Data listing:
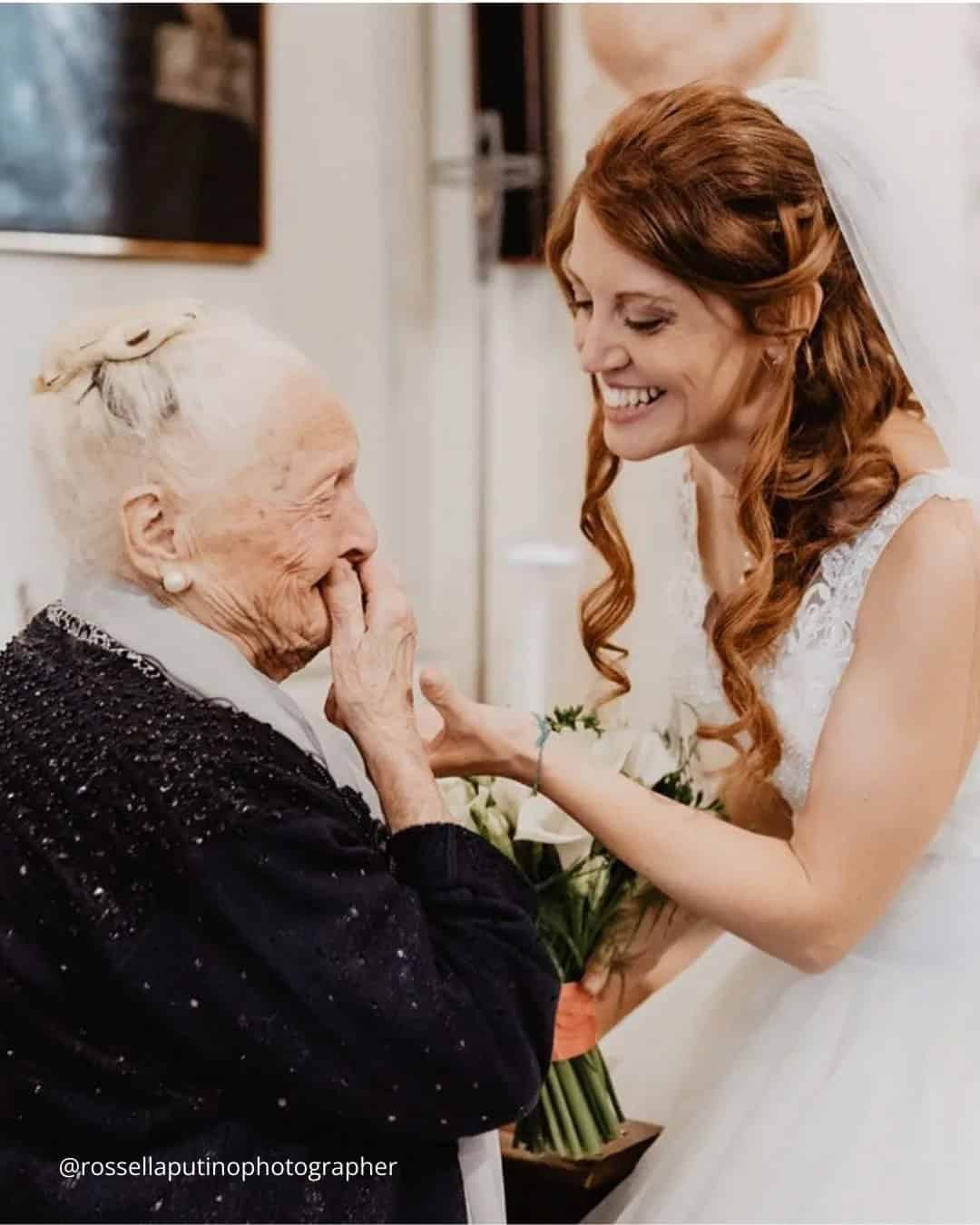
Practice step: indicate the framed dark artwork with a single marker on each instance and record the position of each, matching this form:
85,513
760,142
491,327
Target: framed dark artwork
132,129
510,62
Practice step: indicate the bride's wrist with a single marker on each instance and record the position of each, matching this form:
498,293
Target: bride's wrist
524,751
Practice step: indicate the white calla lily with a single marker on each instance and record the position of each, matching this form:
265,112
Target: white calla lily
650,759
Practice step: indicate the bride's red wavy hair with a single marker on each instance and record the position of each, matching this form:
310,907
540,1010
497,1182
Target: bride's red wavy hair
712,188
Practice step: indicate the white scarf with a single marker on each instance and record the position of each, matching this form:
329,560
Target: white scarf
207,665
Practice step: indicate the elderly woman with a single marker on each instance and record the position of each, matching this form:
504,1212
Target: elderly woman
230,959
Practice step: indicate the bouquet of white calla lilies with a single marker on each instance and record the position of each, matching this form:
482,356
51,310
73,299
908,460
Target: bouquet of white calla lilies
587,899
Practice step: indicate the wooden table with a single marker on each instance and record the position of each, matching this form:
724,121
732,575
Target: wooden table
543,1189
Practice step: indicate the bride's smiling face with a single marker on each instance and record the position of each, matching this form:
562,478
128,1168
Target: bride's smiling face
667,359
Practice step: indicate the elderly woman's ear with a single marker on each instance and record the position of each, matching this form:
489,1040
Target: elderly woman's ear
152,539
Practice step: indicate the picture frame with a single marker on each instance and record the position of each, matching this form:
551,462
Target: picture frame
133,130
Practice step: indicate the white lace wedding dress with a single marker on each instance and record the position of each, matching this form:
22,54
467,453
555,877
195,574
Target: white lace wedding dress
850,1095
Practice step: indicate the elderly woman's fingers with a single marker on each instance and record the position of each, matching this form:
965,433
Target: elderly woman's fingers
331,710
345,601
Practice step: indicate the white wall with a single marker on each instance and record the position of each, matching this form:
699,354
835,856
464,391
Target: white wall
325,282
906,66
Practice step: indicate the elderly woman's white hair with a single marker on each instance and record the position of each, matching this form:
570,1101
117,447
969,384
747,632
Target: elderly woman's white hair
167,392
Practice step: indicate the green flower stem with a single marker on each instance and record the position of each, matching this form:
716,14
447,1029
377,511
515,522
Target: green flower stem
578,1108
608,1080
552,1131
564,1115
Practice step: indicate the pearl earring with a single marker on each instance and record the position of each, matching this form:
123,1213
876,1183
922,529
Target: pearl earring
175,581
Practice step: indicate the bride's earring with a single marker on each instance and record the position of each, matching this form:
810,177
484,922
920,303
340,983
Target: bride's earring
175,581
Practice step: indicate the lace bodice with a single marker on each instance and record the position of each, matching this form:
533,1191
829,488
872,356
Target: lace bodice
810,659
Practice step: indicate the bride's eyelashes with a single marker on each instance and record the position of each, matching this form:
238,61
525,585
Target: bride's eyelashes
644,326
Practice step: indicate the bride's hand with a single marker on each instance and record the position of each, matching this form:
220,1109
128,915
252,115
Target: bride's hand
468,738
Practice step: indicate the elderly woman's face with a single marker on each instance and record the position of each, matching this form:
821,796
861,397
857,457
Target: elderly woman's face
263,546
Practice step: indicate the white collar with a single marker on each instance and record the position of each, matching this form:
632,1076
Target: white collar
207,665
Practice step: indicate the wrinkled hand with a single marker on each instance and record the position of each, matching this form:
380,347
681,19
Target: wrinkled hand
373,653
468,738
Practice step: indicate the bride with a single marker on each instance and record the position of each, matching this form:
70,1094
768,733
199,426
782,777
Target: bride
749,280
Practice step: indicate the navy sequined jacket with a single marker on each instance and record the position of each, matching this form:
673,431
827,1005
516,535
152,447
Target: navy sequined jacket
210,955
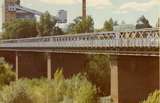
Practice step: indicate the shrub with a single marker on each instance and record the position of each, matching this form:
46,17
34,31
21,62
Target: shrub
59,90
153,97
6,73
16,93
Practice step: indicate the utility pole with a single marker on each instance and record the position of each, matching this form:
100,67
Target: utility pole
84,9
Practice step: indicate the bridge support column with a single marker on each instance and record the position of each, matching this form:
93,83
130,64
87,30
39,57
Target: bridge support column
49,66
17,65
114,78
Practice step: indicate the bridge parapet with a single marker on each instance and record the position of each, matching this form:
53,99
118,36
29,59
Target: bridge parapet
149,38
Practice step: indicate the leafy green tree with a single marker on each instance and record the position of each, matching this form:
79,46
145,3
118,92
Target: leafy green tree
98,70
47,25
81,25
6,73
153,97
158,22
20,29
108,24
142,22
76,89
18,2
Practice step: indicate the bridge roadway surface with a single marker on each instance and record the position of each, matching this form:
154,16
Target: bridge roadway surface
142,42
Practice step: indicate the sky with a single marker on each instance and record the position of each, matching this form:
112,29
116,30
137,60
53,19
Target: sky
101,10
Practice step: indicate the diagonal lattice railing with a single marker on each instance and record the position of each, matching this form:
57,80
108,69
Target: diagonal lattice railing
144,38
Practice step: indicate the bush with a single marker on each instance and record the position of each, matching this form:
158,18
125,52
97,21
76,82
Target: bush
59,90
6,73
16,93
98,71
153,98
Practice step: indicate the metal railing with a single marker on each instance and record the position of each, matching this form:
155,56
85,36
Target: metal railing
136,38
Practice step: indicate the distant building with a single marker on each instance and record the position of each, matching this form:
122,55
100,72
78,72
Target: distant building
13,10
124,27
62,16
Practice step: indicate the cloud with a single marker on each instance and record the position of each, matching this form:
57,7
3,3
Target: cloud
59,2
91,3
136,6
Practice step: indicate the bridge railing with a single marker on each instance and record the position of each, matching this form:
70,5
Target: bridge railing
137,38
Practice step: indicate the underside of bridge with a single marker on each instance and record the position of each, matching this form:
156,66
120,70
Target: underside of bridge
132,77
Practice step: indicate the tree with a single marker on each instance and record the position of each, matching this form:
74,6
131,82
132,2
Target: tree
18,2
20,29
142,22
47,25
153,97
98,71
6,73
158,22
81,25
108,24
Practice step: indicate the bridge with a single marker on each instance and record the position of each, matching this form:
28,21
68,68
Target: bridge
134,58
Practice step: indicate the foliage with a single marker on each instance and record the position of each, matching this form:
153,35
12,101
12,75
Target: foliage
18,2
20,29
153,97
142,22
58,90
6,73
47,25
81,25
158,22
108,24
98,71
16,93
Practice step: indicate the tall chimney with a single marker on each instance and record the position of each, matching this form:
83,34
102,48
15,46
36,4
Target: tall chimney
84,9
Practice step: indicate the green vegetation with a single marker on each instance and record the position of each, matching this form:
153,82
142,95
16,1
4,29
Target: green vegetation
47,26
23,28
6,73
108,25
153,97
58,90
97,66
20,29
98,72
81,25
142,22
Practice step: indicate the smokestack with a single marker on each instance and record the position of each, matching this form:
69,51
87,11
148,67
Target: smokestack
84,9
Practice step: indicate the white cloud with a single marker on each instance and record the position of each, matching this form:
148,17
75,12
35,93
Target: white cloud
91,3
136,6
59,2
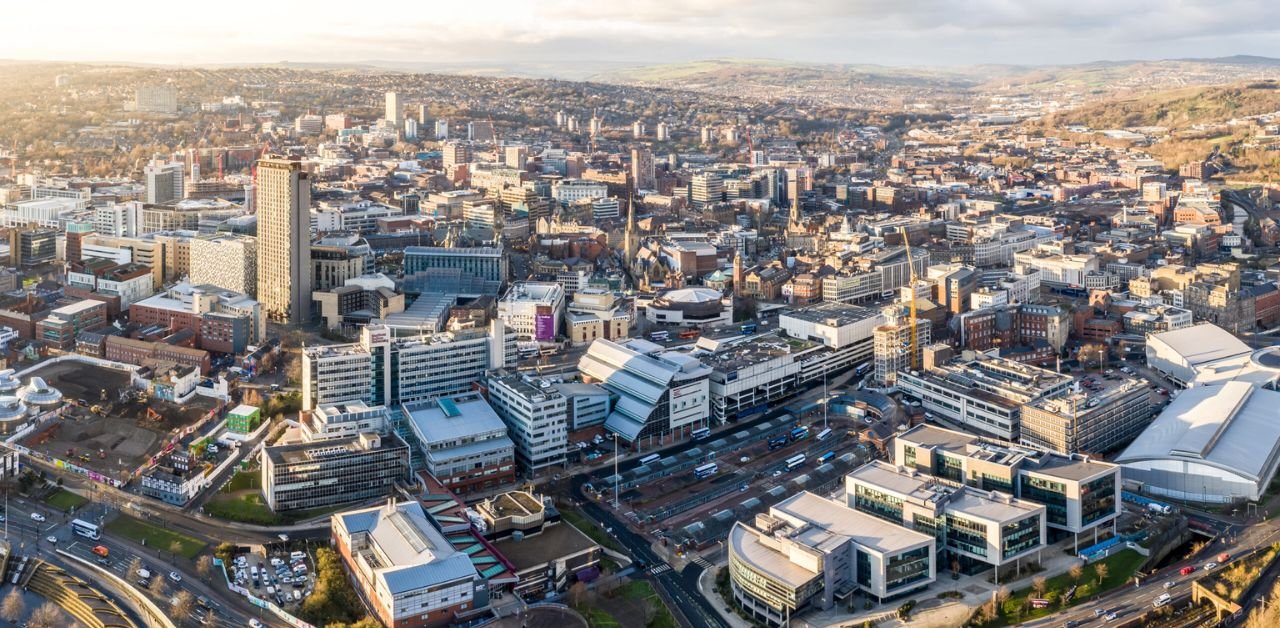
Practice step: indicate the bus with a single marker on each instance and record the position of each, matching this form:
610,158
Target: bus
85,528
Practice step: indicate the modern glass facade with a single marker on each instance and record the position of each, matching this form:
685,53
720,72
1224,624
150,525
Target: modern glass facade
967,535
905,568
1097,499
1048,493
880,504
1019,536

## Written task
Give back every line exactly as it stands, pictures excluded.

## Written response
Practice step: indicate the framed dark artwork with a single marker on each instance and record the position of each, matching this form:
85,513
760,142
491,327
Target: framed dark artwork
132,129
510,62
Practice step: indicate the bride's wrist with a single marker on each instance and record the position of each, matching this form:
498,293
Target: bride's wrist
524,751
Practice step: indicate the white calla lily with a single marker on each instance and record the position of each, matching this form:
265,112
Target: white calla lily
650,759
Practice step: indicate the bride's red wavy hair with a single marker on each instance and record the position of each, matching this form:
310,907
540,1010
497,1182
Target: bride's red wavy hair
712,188
Practice step: indicate the white scarf with a single marker on each instance and record the position of each, matching this form:
329,560
Target: white scarf
207,665
Practice step: indicate the elderly woman with a single marker on each instance and record the position of each, matching this form:
504,1212
Target: elderly woman
230,959
Practice step: indicate the bouquet of white calla lilies with a single marker on each instance and record the position of each, matching this form:
482,356
51,310
73,299
908,460
Target: bouquet of white calla lilies
587,899
Practice step: indicate the wooden table with a single marker on each instance and record the position of each, matching this form:
724,121
732,575
Target: wooden table
543,1189
Practice step: indicate the bride's smiling face with a single marker on each instance and record the position of each, matching this form:
562,478
128,1168
Target: bride's smiling face
667,359
Practice step: indicate the elderly woman's ear with a single marker on each instance and record the position of each, matching this form:
489,1040
Target: elderly woman's ear
152,539
Practice step: indicate the picture frame with a single marker on each instance and record the position of each, matching this form:
551,462
Target: picture frame
133,130
Practice step: indicate the white lace wedding dress with a single marker on each instance and record the position of each, matching this form:
22,54
467,453
555,877
195,574
Target: white lace wedding dress
850,1095
Practice step: indicate the elderly woman's fingers with a single marker on each instance and record the position of each, matching this form:
965,433
Target: elderly woman's fingers
331,710
345,601
Practice step: indicate the white wall with a single marker on each instance and record the position of each, matching this form:
699,354
835,856
464,391
Target: white wall
325,282
906,66
Practice step: indicate the elderly woman's white hair with a single marker on each instance and record the position of each, matching this form:
570,1101
117,447
969,384
747,632
Target: elderly woman's white hair
167,392
Practice step: indicate the green flower stem with a single marker on each instance and record the position of each, matching this form:
716,14
447,1029
377,511
515,522
Target: green flower stem
578,1108
608,1080
552,1131
564,1115
Practice step: indicate the pearl earring with a single marker on each instance and record the position of each, matching this form:
123,1213
876,1183
922,529
Target: pearl earring
175,581
Practice step: indicate the bride's earring with a single marker on each instance and record the position of each, matching this form:
810,177
484,922
920,303
340,983
Target: bride's earring
175,581
Practice step: indicate the lace bodice with a single marker on each instance and record the position of each, matching this form:
533,1191
829,488
872,356
Target: lace bodice
810,659
Practice step: indicate the bride's eyelashes with a single marker on each instance and record the position of each, matching this form:
238,61
525,585
Target: bride's eyelashes
644,326
Practice step: indicate the bride's hand with a single marker on each instance and record the position of each, matching this form:
220,1109
128,915
252,115
Target: bride's hand
468,738
Practice step: indicate the elderly woman's face with a single marker on each instance and record the position of each, matching this form:
821,796
861,397
857,457
Target: elderly woman's face
263,546
Practice step: indicate the white collar with a single marker on each instance and record the position of each, matching this form:
632,1076
Target: white collar
207,665
Practice step: indicate the wrinkled hand with a single marker on each instance and record the position of each, matching this form:
380,347
681,19
Target: wrinkled hand
373,653
468,738
Practice step: indicate the bride with a single marker on each instance and record the position of each, matching this form:
70,1094
768,733
199,426
782,777
Target: bride
749,280
Practice step: indicate the navy sequined jacket with a single marker on each instance and record the position of each, matching this form:
673,431
827,1005
516,535
152,447
Target: navy sequined jacket
210,955
Practice step: indicate the shrub with a single marker on each instance and record the position of each, matching this form:
46,17
34,31
21,62
Target: shrub
59,90
153,97
6,73
16,93
Practice step: indicate the utility pole with a single marker on each instance and record the position of each, matching this form:
100,67
Target: utility pole
84,9
Practice step: indicate the bridge support column with a single marker on each instance and record the position of each, matching this form:
93,83
130,64
87,30
39,57
Target: bridge support column
49,66
17,65
114,78
Practice step: indicate the bridge parapet with a single marker on each instance and record the position of each, matching this form:
53,99
118,36
29,59
Target: bridge parapet
149,38
Practice step: indicate the leafy green tree with a single marker on each instance and record the position of each, matching this form:
79,46
145,3
118,92
Target: leafy green tree
98,70
47,25
81,25
6,73
153,97
158,22
20,29
108,24
142,22
76,89
18,2
Practice step: indicate the bridge roadway surface with a single marker on each instance and record the position of each, matching this form:
154,16
Target: bridge roadway surface
142,42
Practice step: indicate the sky with a single marker on each instance and record the position of each, matching this form:
112,29
116,30
137,60
53,19
Target: sky
101,10
Practice step: indicate the diagonal lattice railing with a single marker on each instance and record the position of each, matching this form:
57,80
108,69
Target: diagonal lattice railing
144,38
Practice step: indicate the bush with a single marker on each instance and record the position of each, matching this form:
158,18
125,52
97,21
76,82
Target: bush
59,90
6,73
16,93
98,71
153,98
Practice step: indicate the metal railing with a single marker on each instance and record the position of each, matching this form:
155,56
85,36
Target: metal railing
136,38
Practice step: indicate the distant building with a single marker on each instance and record the position of each, matching this form:
122,55
100,72
78,72
Target: distant building
13,10
124,27
62,16
Practice step: indicate the cloud with a single marker on each instance and record the position of each, matching this form:
57,7
3,3
Target: cloud
59,2
91,3
136,6
Practice step: indicate the bridge railing with a single marker on each instance and record the position of each, matching this form:
70,5
Target: bridge railing
137,38
Practice step: indicate the underside of bridge with a single marker on each instance and record the position of each, matching this form:
156,66
120,70
Target: underside of bridge
132,77
Practice step: indicate the tree with a single marker on each instance and record the position of each, matching this form:
74,6
131,82
132,2
Target: tree
18,2
20,29
142,22
47,25
153,97
98,71
6,73
158,22
81,25
108,24
Practice step: indicate the bridge with a single marker on each instance and record the position of each, matching this form:
28,21
68,68
Target: bridge
134,58
Practice step: indicate the foliage with a single marker on each instance and record the position of each, matching this form:
153,35
12,101
12,75
Target: foliage
18,2
20,29
153,97
142,22
58,90
6,73
47,25
81,25
158,22
108,24
98,71
16,93
Practice step: indicate the tall chimney with a single marker on each instance and record the position of each, matching this form:
83,34
102,48
15,46
36,4
Target: tall chimney
84,9
Practice step: indicate the green vegetation with a single marker on each instance and record the position of each, matching this form:
153,82
142,95
16,1
4,29
Target: green vegetation
47,26
23,28
6,73
108,25
153,97
58,90
97,66
20,29
98,72
81,25
142,22
Practice step: indicate the smokestack with a single marker on each instance and record the position of each, matching this form:
69,51
87,11
148,67
Target: smokestack
84,9
Practice step: indicate the white cloud with a single marker on each instance and record the position of each, matching this form:
148,17
75,12
35,93
Target: white cloud
91,3
136,6
59,2
Practice step: indicate the bus with a single marker on each instance and record the position of each, matching this form:
610,158
Target: bus
85,528
Practice step: indicate the modern glass facade with a single marker on each instance and record the position of each, matching this form:
685,53
720,72
1224,624
150,525
Target: modern glass facade
967,535
905,568
1097,499
1048,493
880,504
1019,536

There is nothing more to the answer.